Passage given:
★ ★ ★ ★ ★

That all said, a very important qualification to the above is worth mentioning here. While I've spoken about BwOs in term of their 'healthiness', a healthy BwO (i.e. a full BwO) is not necessarily a 'good' BwO. It's worth remembering that the three 'full bodies' detailed in the AO are nothing other than the 'full bodies' of the Earth, Despot, and Capital, respectively. Each of these 'full bodies' are bodies which have constrained and controlled desire in a certain manner. A healthy capitalism is still capitalism. Perhaps even all the worse for it. This should alert us to the fact that the distinctions between BwOs are first and foremost analytic distinctions only; that a BwO is 'full' only tells us that it maintains the most potency for transformation. Exactly how those transformations and connections play out is a whole different question. Hence the importance, everywhere emphasized throughout ATP, for experimentation. The full BwO are, at it were, nothing but the minimal baseline requirement for an ethics, nothing more:

“This is how it [making oneself a BwO] should be done: Lodge yourself on a stratum, experiment with the opportunities it offers, find an advantageous place on it, find potential movements of deterritorialization, possible lines of flight, experience them, produce flow conjunctions here and there, try out continuums of intensities segment by segment, have a small plot of new land at all times. It is through a meticulous relation with the strata that one succeeds in freeing lines of flight, causing conjugated flows to pass and escape and bringing forth continuous intensities for a BwO. Connect, conjugate, continue: a whole "diagram," as opposed to still signifying and subjective programs” (ATP161).

★ ★ ★ ★ ★

Records:
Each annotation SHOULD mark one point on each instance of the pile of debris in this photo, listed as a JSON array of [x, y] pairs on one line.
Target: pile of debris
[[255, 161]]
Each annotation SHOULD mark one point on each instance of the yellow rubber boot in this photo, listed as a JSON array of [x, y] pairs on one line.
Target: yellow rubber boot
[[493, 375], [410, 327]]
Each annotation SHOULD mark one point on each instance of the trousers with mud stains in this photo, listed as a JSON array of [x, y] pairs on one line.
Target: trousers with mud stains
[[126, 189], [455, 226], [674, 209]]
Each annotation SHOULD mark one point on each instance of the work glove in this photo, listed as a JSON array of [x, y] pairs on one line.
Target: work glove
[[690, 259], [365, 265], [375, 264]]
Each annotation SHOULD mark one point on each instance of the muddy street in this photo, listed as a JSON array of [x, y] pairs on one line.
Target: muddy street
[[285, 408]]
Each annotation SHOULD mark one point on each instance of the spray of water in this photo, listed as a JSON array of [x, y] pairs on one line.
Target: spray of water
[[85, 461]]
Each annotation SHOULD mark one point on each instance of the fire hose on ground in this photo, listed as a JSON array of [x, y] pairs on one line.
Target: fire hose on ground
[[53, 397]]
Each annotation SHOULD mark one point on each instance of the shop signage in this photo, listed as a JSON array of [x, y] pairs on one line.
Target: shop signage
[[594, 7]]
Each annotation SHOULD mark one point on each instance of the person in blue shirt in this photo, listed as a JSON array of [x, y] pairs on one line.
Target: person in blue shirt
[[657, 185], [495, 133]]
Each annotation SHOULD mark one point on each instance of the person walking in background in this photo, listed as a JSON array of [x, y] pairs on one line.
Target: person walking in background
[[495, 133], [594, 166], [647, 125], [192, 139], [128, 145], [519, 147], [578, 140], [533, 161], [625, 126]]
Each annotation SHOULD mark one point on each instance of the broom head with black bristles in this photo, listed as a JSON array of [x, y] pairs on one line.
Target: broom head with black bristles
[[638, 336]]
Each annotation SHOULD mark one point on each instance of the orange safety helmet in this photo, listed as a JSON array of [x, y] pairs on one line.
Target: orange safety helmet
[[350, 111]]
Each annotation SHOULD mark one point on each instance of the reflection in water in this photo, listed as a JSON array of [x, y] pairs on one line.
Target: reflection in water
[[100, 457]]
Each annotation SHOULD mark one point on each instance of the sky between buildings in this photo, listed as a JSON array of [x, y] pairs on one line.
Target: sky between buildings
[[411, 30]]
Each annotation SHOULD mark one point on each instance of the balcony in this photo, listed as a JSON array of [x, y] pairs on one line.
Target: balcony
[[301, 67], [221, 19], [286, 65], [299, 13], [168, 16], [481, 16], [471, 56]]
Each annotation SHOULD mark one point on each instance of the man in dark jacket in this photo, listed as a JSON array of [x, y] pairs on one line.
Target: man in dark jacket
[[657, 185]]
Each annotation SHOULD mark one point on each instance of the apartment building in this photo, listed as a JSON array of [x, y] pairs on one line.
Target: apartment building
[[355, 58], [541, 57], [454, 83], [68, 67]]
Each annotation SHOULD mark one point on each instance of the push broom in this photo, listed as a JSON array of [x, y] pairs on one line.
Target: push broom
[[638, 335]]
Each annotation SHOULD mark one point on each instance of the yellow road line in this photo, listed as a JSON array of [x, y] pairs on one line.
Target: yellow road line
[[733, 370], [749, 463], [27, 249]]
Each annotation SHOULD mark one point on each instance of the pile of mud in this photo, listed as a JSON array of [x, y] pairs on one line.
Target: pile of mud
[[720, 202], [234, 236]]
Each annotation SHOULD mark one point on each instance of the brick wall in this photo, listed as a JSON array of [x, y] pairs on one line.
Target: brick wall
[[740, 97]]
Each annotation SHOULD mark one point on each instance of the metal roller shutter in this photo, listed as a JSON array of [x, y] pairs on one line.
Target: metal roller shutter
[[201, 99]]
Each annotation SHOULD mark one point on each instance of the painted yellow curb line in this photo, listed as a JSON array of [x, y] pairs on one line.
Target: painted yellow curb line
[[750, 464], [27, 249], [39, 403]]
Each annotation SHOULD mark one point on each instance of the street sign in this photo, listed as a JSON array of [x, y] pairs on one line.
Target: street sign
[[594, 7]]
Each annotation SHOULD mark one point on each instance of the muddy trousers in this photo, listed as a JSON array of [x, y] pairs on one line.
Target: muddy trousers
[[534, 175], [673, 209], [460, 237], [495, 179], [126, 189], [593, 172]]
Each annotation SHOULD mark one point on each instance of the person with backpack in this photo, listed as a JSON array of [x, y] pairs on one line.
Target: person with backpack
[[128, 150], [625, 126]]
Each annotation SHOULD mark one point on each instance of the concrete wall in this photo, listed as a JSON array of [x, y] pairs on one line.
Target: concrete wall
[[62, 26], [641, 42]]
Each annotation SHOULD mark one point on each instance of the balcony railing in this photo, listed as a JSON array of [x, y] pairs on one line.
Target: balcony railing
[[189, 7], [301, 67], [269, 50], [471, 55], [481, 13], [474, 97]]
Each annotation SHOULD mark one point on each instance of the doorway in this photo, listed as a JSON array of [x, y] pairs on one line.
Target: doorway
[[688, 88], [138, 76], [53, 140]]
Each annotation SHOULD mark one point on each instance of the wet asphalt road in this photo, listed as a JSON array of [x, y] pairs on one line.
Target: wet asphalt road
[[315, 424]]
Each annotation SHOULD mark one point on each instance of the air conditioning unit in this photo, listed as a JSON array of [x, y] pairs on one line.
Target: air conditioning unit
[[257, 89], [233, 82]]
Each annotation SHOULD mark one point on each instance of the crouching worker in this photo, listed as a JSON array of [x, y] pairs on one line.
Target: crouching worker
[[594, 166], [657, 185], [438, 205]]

★ ★ ★ ★ ★

What is required: Translate this sentence from the passage on bodies without organs into French: "A healthy capitalism is still capitalism." Rely solely on the passage on bodies without organs, not on the records.

Task answer: Un capitalisme sain reste du capitalisme.